↓↓↓
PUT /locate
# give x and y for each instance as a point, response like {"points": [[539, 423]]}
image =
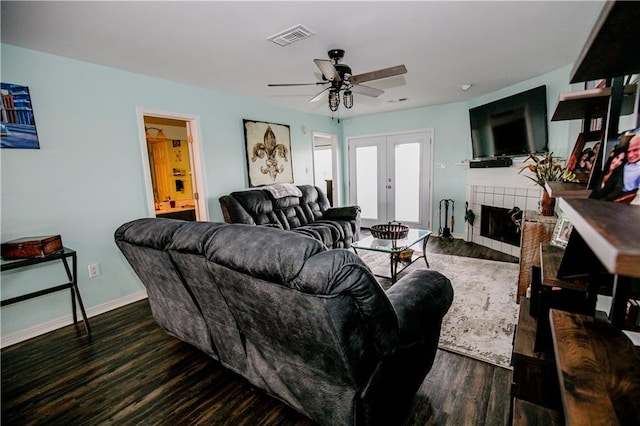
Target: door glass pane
{"points": [[407, 182], [367, 181], [322, 166]]}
↑↑↑
* [What is expected] Rewrite every line of the data above, request lines included, and multiply each point coordinate in the answers by 0.75, rounding to whole numbers with halves going up. Leave the sample coordinates in the format line and the picture out of your version.

* [Complete output]
PUT /locate
# give x and y for each instance as a point, response like {"points": [[539, 423]]}
image =
Target: door glass pane
{"points": [[305, 137], [275, 136], [242, 125]]}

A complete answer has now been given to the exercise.